Image point grounding data
________________________________________
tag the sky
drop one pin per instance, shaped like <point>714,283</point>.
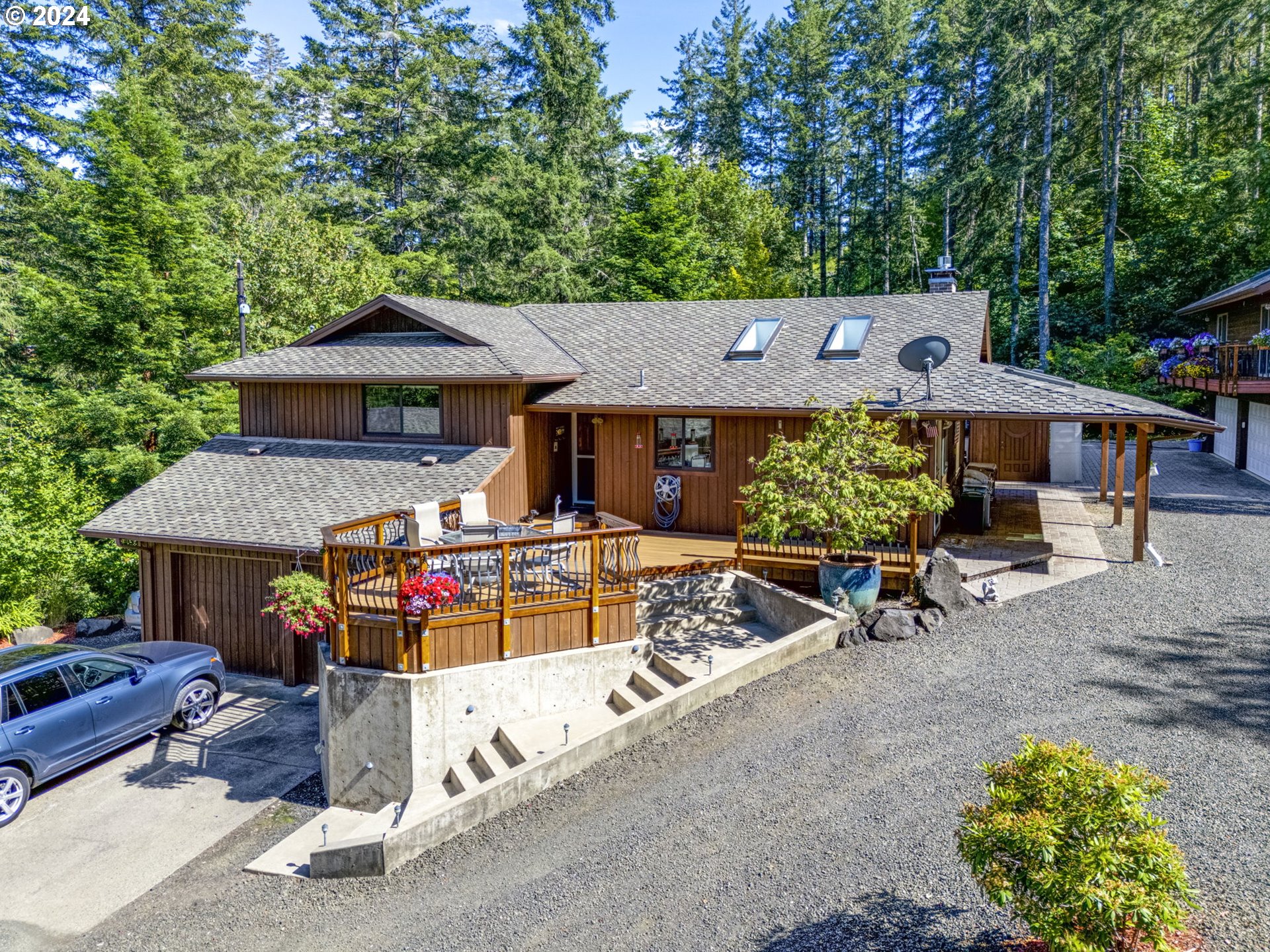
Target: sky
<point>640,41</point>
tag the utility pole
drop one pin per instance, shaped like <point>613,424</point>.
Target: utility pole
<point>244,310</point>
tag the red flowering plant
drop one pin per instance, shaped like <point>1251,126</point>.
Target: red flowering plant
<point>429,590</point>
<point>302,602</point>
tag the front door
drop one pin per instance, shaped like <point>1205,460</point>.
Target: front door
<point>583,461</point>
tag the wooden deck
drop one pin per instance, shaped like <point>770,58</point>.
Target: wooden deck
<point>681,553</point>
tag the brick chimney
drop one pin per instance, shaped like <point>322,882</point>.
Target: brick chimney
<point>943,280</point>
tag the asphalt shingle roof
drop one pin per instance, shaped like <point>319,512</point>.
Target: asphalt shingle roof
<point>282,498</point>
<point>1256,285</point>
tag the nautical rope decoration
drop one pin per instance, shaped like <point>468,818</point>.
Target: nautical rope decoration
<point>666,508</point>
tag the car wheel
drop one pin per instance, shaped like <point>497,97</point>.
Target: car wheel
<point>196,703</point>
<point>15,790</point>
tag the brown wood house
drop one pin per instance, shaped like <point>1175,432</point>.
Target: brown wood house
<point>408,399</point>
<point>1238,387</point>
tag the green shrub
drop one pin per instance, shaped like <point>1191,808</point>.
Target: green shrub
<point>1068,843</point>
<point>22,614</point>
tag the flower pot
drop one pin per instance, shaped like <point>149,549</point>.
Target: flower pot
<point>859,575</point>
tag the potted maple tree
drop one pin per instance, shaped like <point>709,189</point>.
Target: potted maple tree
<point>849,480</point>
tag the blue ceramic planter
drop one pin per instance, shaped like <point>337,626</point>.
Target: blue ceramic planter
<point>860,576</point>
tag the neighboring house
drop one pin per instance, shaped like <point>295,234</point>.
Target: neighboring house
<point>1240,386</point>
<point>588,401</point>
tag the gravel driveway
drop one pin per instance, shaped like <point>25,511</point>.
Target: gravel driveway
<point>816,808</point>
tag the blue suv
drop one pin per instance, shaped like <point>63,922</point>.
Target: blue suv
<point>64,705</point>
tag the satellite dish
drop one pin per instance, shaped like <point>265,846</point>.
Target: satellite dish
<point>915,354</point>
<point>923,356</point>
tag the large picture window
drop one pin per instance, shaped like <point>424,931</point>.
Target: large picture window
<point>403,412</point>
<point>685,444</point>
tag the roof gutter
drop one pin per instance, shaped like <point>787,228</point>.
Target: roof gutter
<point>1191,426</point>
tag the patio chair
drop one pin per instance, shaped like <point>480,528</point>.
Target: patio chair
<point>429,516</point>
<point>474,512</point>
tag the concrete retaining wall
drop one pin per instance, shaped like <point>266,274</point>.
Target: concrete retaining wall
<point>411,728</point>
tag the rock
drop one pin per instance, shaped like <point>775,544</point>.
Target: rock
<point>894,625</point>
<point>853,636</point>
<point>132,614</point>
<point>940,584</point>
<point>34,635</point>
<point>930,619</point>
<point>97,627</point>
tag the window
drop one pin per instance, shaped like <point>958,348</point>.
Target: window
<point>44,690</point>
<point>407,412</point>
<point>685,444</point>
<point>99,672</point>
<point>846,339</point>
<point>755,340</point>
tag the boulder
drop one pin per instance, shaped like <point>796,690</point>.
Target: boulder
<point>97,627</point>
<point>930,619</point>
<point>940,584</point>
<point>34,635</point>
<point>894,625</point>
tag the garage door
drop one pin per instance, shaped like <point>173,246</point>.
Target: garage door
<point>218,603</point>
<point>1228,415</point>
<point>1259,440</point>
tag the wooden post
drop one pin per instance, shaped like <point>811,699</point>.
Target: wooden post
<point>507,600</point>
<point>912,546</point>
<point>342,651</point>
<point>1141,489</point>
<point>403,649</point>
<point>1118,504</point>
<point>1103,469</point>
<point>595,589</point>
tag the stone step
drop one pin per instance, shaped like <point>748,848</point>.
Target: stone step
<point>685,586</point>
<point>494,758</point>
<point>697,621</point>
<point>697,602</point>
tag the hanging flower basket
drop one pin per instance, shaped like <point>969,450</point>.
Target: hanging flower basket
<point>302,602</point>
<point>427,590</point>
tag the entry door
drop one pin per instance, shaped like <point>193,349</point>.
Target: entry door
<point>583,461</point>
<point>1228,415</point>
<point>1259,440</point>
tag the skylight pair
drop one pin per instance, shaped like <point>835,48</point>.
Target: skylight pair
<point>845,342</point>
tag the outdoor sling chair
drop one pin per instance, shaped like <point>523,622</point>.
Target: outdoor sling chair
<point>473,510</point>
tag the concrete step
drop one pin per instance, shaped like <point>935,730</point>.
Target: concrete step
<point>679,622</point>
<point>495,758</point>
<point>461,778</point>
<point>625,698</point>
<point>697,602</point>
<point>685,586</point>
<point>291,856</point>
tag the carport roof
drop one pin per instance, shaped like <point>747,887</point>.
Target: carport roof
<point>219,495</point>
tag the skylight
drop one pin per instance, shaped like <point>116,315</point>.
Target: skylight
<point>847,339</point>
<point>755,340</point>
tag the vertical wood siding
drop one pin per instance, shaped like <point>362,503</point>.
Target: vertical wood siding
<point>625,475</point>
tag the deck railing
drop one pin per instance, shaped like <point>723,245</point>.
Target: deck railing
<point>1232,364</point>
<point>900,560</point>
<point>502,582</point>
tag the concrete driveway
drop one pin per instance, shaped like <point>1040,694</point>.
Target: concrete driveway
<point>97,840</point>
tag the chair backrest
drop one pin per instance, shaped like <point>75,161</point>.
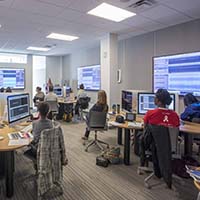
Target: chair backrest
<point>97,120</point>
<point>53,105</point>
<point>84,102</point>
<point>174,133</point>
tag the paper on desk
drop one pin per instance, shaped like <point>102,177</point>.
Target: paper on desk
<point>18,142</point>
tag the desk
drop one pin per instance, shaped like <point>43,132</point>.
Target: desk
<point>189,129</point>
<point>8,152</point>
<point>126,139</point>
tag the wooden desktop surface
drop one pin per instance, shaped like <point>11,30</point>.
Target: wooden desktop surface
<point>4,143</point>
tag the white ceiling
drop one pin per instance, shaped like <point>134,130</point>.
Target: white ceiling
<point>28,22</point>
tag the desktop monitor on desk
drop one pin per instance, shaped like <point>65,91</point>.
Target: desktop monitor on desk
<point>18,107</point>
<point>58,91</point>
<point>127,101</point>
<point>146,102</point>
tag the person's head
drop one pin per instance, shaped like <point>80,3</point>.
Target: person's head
________________________________________
# Task to carry out
Among the lines above, list those that contain the word "head".

# Output
tag the person's head
Target: person's head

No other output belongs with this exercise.